===== QUELLENAUSZUG =====

Als Kind und Jugendlicher habe ich selber Schach gespielt, eine Zeitlang auch im Verein und bei Wettkämpfen. Heute bin ich nur noch reiner Fan und schaue zu. Dafür muss ich gar nicht vor Ort sein. Inzwischen wird so ziemlich jeder Wettkampf online live übertragen. Der genaue Stand jeder einzelnen Schachpartie wird digital gezeigt und ausführlich analysiert, von den Spielern gibt es Liveaufnahmen, manchmal sogar per Messgerät die aktuelle Herzfrequenz. Und das zig Stunden lang am Stück. Für jemanden, der das nicht kennt, wirkt das vielleicht ganz schön schräg.

Was mich so fasziniert am klassischen Schach: Die Grundstellung ist immer dieselbe. 32 Figuren auf 64 Feldern, stets in der gleichen Ausgangsposition. Die ersten Züge sind oft noch ähnlich, da entstehen bekannte Stellungsmuster. Aber irgendwann werden die vertrauten Pfade dann verlassen, und praktisch jede Schachpartie ist komplett einzigartig, so noch nie dagewesen. Weil es Abermilliarden verschiedene Varianten gibt. Das macht Schach für mich unfassbar schön.

Ein bisschen ist das so wie bei uns Menschen, finde ich. Wir bestehen alle aus denselben Grundsubstanzen – Wasser, Sauerstoff, Kohlenstoff, … Manche Entwicklungsschritte im Leben sind bei uns gleich. Und Menschen ähneln sich äußerlich oder innerlich, haben bestimmte Charakterzüge und Einstellungen. Aber letztlich entwickelt sich jeder von uns eben doch völlig einzigartig und gestaltet sein Leben auf unverwechselbare Weise. Es gibt unendlich viele Möglichkeiten, sogar noch mehr als beim Schach: Jeder Mensch – ein individuelles Kunstwerk.

… und manche Menschen sind Schachprofis, haben die Begabung und das Handwerkszeug, auch sehr komplexe Figurenstellungen noch irgendwie zu überblicken. Gewaltig viel mentale Energie ist dafür nötig. Aus diesem Grund ist Schach auch kein reines Spiel, sondern Sport.

Beim Schach-Weltpokal jetzt kämpfen gut 200 Spieler im K.-o.-System um die vordersten Plätze. Die drei besten qualifizieren sich für das Kandidatenturnier zur Schachweltmeisterschaft, auch der Deutsche Vincent Keymer hat da Ambitionen und Chancen. Austragungsort ist Goa in Indien. Aber wie gesagt – auch online kann man das Spektakel gut mitverfolgen. Ich freue mich drauf.

=====

AUFGABENBESCHREIBUNG
Fasse den Absatz „Beim Schach-Weltpokal jetzt …“ aus dem Auszug über Schach als Stichpunktliste zusammen. Behalte dabei seine wesentlichen Fakten bei. Die Zeilen stammen aus einer anderen Quelle als der Auszug.

===== BEREITGESTELLTE EINTRÄGE =====

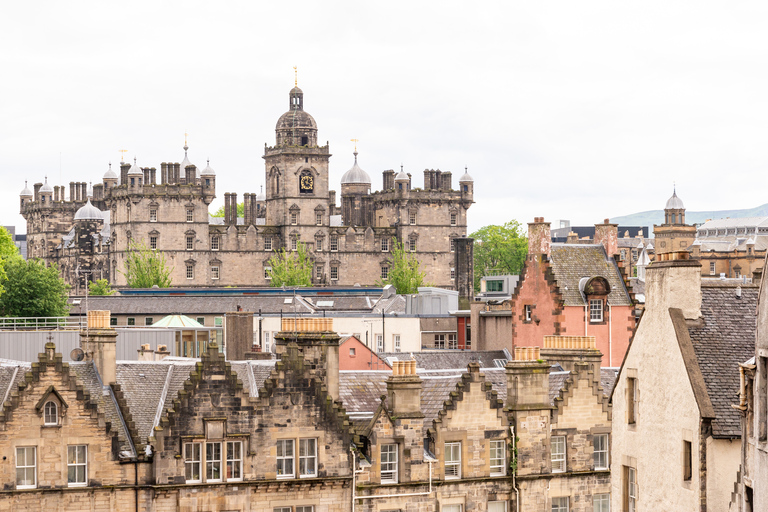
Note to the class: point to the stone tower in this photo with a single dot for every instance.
(674, 235)
(297, 198)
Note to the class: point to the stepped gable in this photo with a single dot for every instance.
(723, 338)
(468, 379)
(211, 364)
(576, 378)
(572, 262)
(81, 378)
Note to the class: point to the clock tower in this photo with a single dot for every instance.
(297, 195)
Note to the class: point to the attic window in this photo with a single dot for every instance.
(51, 413)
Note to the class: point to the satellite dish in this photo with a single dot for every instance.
(77, 354)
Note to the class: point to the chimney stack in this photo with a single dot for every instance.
(404, 390)
(539, 238)
(607, 234)
(310, 345)
(98, 343)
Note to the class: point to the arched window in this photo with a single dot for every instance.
(51, 413)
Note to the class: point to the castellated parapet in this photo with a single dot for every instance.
(167, 209)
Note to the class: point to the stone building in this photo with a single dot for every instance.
(89, 233)
(564, 289)
(675, 433)
(298, 435)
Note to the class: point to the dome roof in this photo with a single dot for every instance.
(295, 119)
(110, 174)
(402, 176)
(135, 170)
(208, 171)
(46, 187)
(88, 212)
(355, 175)
(674, 203)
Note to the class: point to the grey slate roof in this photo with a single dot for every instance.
(213, 304)
(726, 338)
(449, 359)
(572, 262)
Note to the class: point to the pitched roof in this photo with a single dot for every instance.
(724, 338)
(572, 262)
(450, 359)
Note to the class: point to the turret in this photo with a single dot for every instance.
(25, 196)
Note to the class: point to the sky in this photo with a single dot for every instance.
(567, 110)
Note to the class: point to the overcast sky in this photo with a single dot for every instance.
(567, 110)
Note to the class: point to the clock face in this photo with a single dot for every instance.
(307, 184)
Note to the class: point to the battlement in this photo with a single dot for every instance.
(292, 149)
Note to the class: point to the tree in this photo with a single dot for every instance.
(145, 268)
(499, 250)
(8, 249)
(291, 268)
(100, 287)
(220, 211)
(404, 273)
(32, 289)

=====

ANTWORT
- Schach-Weltpokal: gut 200 Spieler kämpfen im K.-o.-System um die vordersten Plätze
- Die drei Besten qualifizieren sich für das Kandidatenturnier zur Schachweltmeisterschaft
- Auch der Deutsche Vincent Keymer hat Ambitionen und Chancen
- Austragungsort: Goa in Indien
- Das Turnier lässt sich auch online gut mitverfolgen